• **Extrait**
«On n'a pas fini de se rendre compte à quel point son oeuvre va
être durable: il y a une oeuvre globale qui a commencé avec son
premier album, 'Romans Photos', en 1977, et qui s'est poursuivie
jusqu'au dernier», estimait ainsi sur France-Info Jean Fauque,
parolier de Bashung sur plusieurs de ses albums, dont «Osez
Joséphine» et «Fantaisie militaire».
«Il faudra toujours rattacher l'un de ses albums, quel qu'il soit,
aux autres. Il y a une cohésion qui est très étonnante, malgré la
diversité musicale dans tous les genres qu'il a pu aborder».
Innovant et populaire
D'une voix unanime, artistes et proches soulignent le caractère
à la fois innovant et populaire d'une carrière entamée dans les
années 1960 et qui aura vu l'ancien étudiant en comptabilité passer
du rock «à la française» de «Gaby Oh Gaby» à des chansons
inclassables telles que «Madame rêve» ou «Ma petite
entreprise».
Pour Boris Bergman, qui fut l'un de ses paroliers dans les années
1980, Bashung restera comme «le chanteur qui a pu montrer qu'on
pouvait faire du rock'n'roll en français».
«Alain Bashung est génial parce qu'il a fait quelque chose d'assez
sophistiqué, d'assez audacieux, même très audacieux, et qu'il a été
quand même populaire et reconnu, c'est un peu unique en fait. Il a
montré que c'était possible d'élever les choses vers le haut. Ça,
c'est un magnifique exemple», estimait le chanteur Arthur H sur
France-Inter.

• **Données enregistrées**
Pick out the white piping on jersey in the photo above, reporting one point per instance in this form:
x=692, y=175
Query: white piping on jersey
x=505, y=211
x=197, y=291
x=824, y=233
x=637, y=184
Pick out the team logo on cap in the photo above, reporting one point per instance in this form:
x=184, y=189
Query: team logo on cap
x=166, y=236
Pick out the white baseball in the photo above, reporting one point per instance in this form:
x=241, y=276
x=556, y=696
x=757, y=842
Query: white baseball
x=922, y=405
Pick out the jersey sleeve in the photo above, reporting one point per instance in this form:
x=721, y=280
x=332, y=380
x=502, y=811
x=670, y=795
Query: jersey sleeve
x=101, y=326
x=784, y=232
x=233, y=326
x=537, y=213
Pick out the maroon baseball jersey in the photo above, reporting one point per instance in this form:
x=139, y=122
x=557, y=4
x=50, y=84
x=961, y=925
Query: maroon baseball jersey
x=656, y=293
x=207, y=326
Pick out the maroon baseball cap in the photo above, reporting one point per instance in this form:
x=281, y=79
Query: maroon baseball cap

==

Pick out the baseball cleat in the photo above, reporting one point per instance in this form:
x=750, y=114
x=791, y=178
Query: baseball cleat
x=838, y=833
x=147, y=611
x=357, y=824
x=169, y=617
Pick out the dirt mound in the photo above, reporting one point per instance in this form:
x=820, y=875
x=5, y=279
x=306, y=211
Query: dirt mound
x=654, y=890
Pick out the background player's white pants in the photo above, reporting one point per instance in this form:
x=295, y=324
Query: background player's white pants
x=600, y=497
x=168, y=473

• **Consigne**
Recopiez le passage de l'extrait en commençant par « Pour Boris Bergman, qui » et en allant jusqu'à « France-Inter. ». Substituez « raffiné » à « sophistiqué ».

• **Corrigé**
Pour Boris Bergman, qui fut l'un de ses paroliers dans les années
1980, Bashung restera comme «le chanteur qui a pu montrer qu'on
pouvait faire du rock'n'roll en français».
«Alain Bashung est génial parce qu'il a fait quelque chose d'assez
raffiné, d'assez audacieux, même très audacieux, et qu'il a été
quand même populaire et reconnu, c'est un peu unique en fait. Il a
montré que c'était possible d'élever les choses vers le haut. Ça,
c'est un magnifique exemple», estimait le chanteur Arthur H sur
France-Inter.